Items from a dataset
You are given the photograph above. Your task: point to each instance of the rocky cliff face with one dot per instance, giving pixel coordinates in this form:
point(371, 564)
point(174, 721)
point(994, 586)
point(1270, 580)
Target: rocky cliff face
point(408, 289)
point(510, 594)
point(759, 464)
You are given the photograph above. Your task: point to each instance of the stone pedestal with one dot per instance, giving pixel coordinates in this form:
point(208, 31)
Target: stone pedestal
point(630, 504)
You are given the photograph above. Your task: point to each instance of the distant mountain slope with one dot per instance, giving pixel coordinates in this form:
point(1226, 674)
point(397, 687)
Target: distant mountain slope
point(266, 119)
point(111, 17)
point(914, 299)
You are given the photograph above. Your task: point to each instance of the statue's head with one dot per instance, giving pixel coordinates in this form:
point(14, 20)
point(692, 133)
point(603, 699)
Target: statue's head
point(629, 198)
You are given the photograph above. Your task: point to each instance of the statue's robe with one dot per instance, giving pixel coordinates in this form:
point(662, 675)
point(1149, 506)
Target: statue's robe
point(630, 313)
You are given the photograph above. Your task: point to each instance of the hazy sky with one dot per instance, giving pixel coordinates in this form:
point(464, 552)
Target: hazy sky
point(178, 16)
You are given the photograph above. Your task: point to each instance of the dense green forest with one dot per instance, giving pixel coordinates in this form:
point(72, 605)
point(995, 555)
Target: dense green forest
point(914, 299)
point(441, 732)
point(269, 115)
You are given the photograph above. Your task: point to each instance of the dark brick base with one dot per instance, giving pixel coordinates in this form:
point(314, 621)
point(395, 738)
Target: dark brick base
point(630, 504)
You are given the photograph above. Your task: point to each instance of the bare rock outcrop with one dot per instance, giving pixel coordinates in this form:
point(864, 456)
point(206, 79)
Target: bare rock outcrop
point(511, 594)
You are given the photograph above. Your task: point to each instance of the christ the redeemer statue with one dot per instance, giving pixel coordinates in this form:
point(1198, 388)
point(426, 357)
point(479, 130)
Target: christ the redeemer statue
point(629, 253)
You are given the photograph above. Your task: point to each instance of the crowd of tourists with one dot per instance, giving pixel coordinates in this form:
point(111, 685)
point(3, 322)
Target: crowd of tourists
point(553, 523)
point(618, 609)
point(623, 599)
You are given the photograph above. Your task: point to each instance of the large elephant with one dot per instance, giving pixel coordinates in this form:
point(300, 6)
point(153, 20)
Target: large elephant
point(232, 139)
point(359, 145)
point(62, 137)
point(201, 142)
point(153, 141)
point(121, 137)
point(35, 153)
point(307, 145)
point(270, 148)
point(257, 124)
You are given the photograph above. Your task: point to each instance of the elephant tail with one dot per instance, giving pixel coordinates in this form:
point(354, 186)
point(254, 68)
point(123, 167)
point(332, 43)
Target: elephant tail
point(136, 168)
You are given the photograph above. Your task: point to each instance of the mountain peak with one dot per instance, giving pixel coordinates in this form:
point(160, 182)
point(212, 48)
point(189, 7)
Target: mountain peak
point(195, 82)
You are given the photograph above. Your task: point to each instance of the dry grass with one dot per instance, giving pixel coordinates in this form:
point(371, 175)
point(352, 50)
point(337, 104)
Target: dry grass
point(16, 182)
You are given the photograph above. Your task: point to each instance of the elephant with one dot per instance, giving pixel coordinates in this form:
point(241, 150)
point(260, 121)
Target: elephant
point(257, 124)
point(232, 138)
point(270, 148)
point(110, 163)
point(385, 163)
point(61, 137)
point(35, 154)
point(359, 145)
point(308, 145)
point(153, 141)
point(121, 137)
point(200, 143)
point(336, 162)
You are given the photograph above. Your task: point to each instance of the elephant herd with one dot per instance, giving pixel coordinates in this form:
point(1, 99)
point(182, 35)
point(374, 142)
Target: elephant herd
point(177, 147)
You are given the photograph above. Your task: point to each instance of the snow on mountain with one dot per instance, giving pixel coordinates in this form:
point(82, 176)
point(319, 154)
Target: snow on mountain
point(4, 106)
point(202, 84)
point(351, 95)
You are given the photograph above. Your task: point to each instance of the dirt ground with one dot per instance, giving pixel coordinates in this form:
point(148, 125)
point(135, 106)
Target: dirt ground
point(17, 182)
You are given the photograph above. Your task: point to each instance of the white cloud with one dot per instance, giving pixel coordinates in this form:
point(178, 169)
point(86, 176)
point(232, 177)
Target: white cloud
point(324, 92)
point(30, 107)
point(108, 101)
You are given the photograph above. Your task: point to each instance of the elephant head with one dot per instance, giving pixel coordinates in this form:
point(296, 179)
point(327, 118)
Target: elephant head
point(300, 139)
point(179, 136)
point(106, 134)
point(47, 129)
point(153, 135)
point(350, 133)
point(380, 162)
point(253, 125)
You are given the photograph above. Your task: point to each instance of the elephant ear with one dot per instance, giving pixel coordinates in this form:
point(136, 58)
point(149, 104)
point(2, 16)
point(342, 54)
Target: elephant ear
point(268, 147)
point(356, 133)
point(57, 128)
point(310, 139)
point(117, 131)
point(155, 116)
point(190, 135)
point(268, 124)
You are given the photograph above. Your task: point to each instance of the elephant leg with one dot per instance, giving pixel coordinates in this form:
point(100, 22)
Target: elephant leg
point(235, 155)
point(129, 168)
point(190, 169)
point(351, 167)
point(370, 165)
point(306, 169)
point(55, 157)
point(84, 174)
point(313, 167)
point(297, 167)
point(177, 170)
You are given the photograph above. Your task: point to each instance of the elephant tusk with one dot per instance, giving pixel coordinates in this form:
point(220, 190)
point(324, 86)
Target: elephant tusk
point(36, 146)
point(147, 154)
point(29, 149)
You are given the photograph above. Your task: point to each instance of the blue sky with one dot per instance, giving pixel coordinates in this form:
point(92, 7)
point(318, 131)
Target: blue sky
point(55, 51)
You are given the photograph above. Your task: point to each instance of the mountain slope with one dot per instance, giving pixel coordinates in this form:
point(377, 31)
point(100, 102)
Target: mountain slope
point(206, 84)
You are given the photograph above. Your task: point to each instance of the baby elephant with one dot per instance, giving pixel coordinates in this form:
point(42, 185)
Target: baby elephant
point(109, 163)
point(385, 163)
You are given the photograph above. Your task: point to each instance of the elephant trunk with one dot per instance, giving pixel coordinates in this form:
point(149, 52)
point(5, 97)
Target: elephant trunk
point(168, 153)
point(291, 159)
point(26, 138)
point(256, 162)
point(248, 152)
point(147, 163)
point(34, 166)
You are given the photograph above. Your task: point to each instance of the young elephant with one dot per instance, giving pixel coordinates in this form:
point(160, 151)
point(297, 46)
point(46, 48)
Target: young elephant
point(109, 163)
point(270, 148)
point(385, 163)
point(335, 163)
...
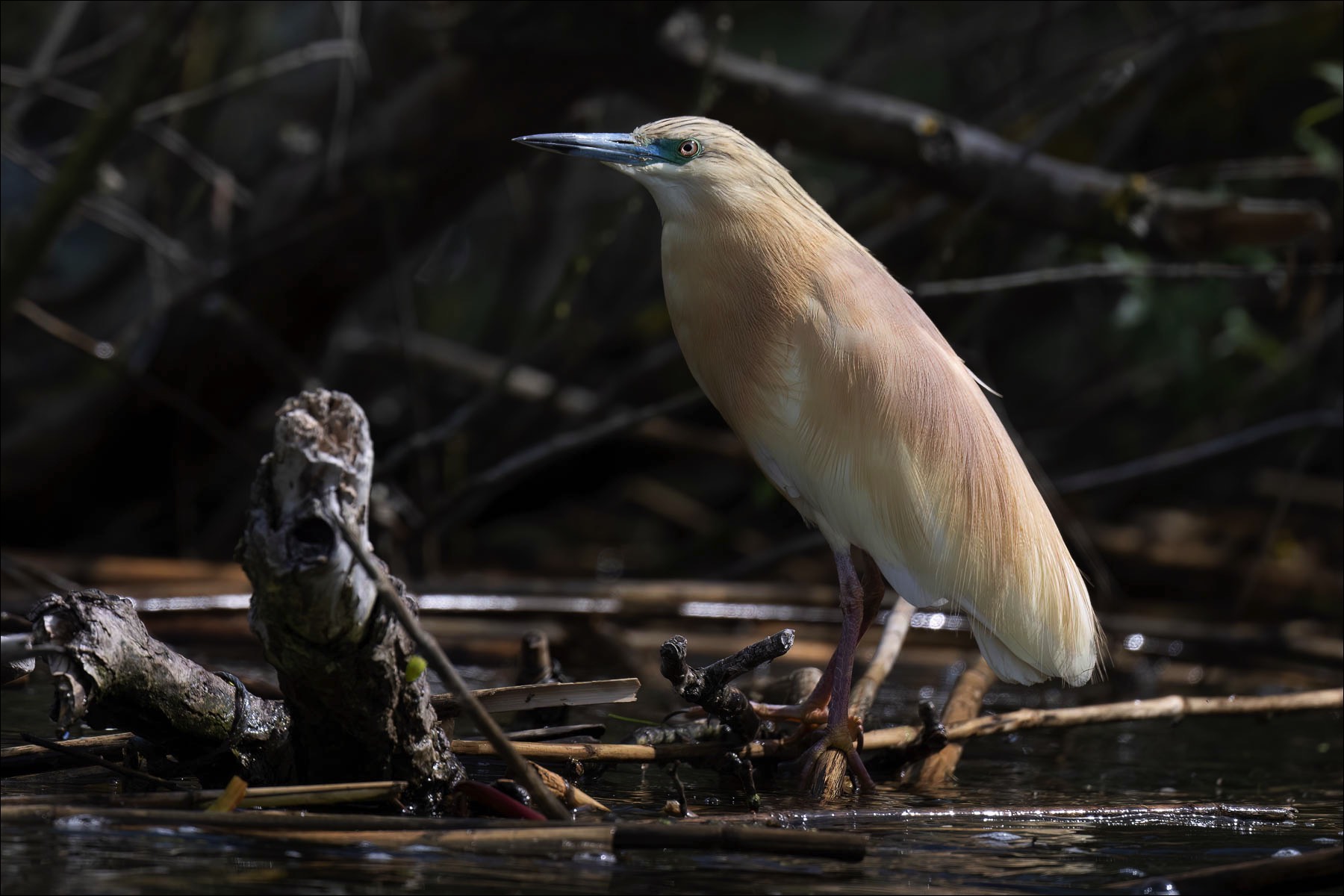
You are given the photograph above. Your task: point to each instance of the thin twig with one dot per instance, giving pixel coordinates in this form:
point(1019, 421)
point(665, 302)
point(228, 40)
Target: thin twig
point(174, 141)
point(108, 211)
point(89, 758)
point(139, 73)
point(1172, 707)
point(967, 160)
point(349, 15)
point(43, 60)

* Task goal
Output the lines of the records above exactly as they appear, from the line containing "the elephant with" through the line containing "point(260, 121)".

* Solved exercise
You are given the photograph above. Your task: point to each instance of the elephant with one dot per instance, giving pixel coordinates in this form:
point(241, 150)
point(260, 121)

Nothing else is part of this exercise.